Start of PASSAGE PROVIDED
In the late 1940s, the United States was extremely interested in cultivating a strong cast of rocket scientist. The U.S. Air Force selected Jablecki to attain a doctorate degree in aerospace engineering. At the time, the University of Zurich (ETH Zurich) was the premier institution of higher learning in the field. Perhaps because Albert Einstein received his PhD there and, for a time, Wernher von Braun attended the Institute. Jablecki received his PhD in aerospace engineering in 1954 and traveled back to the Maryland. Dr. Jablecki had been assigned to lecture at Annapolis on the potential of Submarine-launched ballistic missiles. After a short assignment at Annapolis, he was reassigned to the Redstone Arsenal in Alabama where he worked with the von Braun team on the development of the Saturn V. As the project developed, Dr. Jablecki was again reassigned, because of his expertise in dynamic air flow, to the Arnold Engineering Development Complex in Tennessee. There, he conducted crucial testing on the Saturn V design using the vast wind tunnel systems at Arnold. It was through this research, and subsequent design modification, that the Saturn V became such an extraordinary rocket. From 1962 to the 1980s the Saturn V (C-5) was not only the primary NASA platform, it was the sole booster platform used by NASA.

==USAF ballistic systems==

From Arnold Center, now Colonel Jablecki was reassigned to Norton Air Force Base in California. There he headed the U.S. Air Forces’ Ballistic Missile Office, later renamed the Ballistic Systems Division. Colonel Jablecki replaced Brigadier General Bernard A. Schriever as the Director. Projects developed during his tenure include Atlas, Titan, and Minuteman I missiles. His final project at the Ballistic Missile Office was the initiation of the multiple reentry vehicle (MRV) concept.

He retired from the Air Force after twenty-eight years of service then entered Civil Service with the U.S. Army at the Army Aviation Center. He was assigned to the Combat Developments Division and headed the research project for Rotor-craft vulnerability under combat conditions. Dr. Jablecki and his team identified the five (5) key combat vulnerabilities associated with the helicopter under combat conditions using data accumulated during the Vietnam War.

==Family==

His brother Zygmond Jablecki was an animator with Hanna-Barbera Productions.
End of PASSAGE PROVIDED
Start of EXTRACTED RECORDS
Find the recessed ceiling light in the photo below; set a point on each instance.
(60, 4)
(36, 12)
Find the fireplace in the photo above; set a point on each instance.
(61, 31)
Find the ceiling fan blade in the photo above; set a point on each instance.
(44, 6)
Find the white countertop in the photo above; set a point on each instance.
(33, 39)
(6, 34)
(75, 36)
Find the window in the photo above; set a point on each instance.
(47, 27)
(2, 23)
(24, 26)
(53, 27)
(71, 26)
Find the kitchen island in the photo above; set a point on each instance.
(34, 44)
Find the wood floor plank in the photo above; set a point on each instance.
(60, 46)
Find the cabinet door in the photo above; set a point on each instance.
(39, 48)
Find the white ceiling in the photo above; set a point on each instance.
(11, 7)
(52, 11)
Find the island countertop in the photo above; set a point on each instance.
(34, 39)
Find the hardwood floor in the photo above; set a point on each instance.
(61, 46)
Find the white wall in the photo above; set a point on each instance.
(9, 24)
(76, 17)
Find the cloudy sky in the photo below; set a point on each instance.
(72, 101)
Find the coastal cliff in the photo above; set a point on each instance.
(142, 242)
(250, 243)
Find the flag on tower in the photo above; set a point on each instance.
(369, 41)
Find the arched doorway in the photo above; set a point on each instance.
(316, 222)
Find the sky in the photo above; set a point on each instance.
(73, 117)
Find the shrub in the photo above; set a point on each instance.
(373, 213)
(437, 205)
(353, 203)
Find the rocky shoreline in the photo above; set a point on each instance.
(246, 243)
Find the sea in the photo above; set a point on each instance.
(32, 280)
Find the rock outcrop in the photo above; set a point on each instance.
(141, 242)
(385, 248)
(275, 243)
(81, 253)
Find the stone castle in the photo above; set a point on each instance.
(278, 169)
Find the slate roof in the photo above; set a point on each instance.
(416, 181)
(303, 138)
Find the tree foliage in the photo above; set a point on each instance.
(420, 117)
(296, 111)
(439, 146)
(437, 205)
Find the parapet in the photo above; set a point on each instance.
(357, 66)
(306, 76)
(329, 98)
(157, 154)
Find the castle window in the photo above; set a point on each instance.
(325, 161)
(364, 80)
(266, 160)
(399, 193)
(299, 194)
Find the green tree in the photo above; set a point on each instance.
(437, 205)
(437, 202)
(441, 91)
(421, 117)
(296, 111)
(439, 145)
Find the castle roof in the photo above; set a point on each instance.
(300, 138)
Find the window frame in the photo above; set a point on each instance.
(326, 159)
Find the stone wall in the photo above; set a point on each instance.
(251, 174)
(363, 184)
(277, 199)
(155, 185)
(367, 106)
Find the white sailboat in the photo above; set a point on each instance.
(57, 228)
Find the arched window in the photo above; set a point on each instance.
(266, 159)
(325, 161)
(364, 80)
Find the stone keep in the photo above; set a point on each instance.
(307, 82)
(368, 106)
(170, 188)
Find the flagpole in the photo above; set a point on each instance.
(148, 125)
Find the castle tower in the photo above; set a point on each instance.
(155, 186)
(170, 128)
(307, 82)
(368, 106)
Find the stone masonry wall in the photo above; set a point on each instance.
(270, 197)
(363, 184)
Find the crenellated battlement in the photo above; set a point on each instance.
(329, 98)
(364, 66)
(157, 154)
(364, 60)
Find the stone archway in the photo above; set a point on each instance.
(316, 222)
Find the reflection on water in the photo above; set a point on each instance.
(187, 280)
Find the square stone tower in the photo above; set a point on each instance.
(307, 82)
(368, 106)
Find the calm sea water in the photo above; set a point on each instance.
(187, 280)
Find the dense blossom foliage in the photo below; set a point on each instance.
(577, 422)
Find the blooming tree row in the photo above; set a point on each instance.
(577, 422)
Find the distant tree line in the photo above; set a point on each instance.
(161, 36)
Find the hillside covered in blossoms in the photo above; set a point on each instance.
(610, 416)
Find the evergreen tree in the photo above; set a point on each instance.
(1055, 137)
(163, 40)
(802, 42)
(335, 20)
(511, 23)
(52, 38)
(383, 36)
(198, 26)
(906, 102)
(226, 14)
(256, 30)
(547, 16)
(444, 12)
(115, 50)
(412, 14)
End of EXTRACTED RECORDS
EXERCISE:
Answer these questions from the passage about Jablecki:
1. After his short assignment at Annapolis, where was he reassigned?
2. Whom did Colonel Jablecki replace as Director of the Ballistic Missile Office?
3. What did his brother Zygmond Jablecki do?

TASK OUTPUT:
1. The Redstone Arsenal in Alabama.
2. Brigadier General Bernard A. Schriever.
3. He was an animator with Hanna-Barbera Productions.